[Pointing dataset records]

▬▬▬

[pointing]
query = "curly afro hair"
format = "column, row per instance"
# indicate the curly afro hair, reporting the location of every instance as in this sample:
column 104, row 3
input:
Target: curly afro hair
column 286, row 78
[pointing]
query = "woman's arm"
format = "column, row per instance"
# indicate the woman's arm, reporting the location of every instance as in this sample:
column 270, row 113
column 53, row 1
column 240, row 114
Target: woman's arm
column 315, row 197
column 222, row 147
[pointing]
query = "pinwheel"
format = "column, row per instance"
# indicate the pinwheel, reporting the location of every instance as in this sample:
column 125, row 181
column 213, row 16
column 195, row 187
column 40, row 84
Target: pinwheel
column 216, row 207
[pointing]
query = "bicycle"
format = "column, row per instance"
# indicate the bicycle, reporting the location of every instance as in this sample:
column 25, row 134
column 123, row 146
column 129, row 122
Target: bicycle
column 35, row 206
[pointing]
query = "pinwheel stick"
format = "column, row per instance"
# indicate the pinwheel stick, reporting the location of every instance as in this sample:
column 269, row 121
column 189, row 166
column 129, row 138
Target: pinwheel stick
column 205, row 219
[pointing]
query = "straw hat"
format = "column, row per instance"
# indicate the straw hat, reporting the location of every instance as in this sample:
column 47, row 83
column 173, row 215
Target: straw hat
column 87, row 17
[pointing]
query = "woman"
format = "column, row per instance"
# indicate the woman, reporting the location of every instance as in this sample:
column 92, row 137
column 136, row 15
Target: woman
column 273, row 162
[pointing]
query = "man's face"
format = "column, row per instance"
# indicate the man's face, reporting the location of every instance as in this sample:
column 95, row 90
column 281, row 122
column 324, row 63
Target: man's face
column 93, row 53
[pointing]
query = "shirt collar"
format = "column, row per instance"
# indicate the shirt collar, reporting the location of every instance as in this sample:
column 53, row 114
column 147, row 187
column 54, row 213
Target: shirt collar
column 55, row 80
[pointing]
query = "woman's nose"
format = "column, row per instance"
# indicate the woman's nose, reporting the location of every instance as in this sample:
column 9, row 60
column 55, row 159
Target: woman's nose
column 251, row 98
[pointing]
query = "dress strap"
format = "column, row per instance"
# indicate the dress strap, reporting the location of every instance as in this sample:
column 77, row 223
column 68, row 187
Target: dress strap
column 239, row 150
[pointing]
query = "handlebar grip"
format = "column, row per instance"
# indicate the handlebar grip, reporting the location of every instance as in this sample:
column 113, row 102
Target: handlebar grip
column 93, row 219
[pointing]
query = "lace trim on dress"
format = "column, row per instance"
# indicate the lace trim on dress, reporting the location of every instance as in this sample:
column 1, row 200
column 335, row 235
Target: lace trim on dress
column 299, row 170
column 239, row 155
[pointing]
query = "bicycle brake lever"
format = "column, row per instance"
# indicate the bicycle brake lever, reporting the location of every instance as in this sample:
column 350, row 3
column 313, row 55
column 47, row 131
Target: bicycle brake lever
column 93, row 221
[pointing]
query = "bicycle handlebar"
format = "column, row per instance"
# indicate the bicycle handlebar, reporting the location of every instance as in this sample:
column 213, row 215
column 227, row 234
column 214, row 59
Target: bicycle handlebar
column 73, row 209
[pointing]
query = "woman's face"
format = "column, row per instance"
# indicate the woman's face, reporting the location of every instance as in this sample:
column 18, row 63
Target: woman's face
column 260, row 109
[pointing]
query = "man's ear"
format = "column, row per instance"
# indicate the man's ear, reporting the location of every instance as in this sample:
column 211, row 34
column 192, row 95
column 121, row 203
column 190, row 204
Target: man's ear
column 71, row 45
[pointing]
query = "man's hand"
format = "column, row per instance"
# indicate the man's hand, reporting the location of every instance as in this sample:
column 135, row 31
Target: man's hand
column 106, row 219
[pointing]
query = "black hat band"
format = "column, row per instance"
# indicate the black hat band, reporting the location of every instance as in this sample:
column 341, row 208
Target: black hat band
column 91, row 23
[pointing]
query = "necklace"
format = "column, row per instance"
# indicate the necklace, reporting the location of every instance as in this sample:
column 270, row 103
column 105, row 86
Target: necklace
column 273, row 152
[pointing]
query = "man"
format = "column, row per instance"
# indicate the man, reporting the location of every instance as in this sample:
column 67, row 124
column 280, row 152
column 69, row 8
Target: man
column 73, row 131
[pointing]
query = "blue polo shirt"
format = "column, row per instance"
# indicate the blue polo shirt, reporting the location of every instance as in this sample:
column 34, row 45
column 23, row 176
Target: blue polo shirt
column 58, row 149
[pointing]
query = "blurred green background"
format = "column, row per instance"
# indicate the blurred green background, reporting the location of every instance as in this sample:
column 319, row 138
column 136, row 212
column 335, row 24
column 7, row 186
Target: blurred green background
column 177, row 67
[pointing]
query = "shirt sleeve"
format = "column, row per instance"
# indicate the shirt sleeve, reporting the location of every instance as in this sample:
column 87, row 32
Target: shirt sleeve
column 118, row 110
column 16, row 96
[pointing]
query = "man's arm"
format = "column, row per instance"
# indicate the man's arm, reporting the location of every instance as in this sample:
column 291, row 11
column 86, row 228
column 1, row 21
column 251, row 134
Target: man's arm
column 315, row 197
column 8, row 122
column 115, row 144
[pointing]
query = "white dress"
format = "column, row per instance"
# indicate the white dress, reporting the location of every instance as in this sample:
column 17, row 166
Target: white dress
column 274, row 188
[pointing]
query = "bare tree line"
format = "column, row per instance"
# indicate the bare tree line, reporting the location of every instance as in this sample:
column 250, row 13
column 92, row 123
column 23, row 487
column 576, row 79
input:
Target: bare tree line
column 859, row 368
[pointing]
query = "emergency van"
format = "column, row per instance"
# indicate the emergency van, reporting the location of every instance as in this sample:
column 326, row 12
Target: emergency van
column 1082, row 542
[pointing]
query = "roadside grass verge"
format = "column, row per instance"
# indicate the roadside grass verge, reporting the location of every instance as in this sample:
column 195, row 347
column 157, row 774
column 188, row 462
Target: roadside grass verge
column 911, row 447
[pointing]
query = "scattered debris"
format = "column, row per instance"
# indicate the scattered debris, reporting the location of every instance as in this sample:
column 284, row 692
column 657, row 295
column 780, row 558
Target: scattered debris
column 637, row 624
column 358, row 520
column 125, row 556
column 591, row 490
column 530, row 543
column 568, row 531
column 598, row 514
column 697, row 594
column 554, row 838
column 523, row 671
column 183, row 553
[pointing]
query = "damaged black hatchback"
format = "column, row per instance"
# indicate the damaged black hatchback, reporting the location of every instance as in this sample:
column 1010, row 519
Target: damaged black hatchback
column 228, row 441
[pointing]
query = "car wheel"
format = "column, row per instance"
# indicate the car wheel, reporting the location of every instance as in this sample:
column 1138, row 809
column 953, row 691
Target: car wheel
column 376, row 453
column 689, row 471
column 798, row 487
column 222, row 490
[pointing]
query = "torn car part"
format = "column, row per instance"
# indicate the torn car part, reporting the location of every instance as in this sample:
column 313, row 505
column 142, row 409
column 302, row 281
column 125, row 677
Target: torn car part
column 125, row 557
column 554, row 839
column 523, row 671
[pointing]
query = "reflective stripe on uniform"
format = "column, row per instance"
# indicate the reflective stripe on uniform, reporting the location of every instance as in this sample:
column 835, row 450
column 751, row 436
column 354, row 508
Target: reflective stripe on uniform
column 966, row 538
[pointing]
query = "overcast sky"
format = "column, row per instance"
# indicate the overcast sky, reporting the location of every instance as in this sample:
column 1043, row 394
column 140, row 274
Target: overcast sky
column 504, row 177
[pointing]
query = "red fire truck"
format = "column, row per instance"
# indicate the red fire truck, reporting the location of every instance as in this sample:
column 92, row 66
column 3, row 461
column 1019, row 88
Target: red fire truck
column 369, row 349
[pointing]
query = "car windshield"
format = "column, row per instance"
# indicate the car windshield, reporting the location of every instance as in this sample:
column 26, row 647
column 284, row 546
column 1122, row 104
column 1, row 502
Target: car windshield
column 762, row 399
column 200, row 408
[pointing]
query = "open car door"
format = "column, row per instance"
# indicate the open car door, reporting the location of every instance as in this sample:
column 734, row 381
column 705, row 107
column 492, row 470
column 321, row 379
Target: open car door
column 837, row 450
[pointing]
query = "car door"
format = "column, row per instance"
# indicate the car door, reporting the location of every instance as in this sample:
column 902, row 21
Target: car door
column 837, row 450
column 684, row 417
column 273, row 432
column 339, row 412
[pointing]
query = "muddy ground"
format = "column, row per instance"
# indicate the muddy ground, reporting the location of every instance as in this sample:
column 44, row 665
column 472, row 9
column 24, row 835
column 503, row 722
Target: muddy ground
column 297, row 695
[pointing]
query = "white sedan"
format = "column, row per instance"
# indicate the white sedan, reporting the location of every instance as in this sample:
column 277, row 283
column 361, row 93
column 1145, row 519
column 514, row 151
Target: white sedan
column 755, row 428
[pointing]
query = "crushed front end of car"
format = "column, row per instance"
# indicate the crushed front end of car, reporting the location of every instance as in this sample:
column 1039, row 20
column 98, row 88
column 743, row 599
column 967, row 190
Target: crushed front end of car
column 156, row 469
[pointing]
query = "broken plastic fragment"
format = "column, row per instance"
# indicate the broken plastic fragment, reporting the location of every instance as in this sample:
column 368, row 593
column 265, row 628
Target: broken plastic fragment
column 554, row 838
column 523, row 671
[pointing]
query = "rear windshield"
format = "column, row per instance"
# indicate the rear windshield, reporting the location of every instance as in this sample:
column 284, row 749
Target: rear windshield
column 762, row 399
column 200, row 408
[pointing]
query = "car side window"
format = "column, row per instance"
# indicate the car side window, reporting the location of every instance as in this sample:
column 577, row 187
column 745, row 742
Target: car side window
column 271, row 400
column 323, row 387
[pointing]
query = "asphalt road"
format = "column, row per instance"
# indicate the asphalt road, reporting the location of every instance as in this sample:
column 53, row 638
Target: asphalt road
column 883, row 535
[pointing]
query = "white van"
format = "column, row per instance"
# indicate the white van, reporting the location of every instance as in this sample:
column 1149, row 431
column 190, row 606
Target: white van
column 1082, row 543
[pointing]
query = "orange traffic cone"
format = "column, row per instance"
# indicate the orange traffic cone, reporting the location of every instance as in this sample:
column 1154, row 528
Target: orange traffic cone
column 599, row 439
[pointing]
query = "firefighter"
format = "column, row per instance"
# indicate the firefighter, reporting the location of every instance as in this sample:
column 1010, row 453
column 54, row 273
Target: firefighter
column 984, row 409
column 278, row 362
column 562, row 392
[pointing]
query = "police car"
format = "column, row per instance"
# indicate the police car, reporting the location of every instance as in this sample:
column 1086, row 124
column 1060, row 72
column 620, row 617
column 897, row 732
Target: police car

▬▬▬

### Given task
Please repeat the records above word for word, from the start of the records through the line that contains "column 205, row 219", both included.

### Written solution
[pointing]
query = "curly afro hair"
format = "column, row per instance"
# indicate the curly afro hair, reporting the location of every instance as in this sample:
column 104, row 3
input:
Target: curly afro hair
column 286, row 78
[pointing]
query = "woman's arm"
format = "column, row per instance"
# indicate the woman's arm, reporting the location of every instance as in this sample:
column 270, row 113
column 53, row 1
column 240, row 114
Target: woman's arm
column 315, row 197
column 222, row 147
[pointing]
query = "pinwheel"
format = "column, row per instance"
# indicate the pinwheel, reporting the location of every instance as in this sample:
column 125, row 181
column 213, row 16
column 195, row 187
column 40, row 84
Target: pinwheel
column 216, row 207
[pointing]
query = "bicycle"
format = "column, row per instance"
# indicate the bicycle, reporting the location of every instance as in this sample:
column 25, row 134
column 123, row 146
column 129, row 122
Target: bicycle
column 35, row 206
[pointing]
query = "pinwheel stick"
format = "column, row per instance"
# indicate the pinwheel stick, reporting the location of every instance as in this sample:
column 269, row 121
column 189, row 166
column 129, row 138
Target: pinwheel stick
column 205, row 219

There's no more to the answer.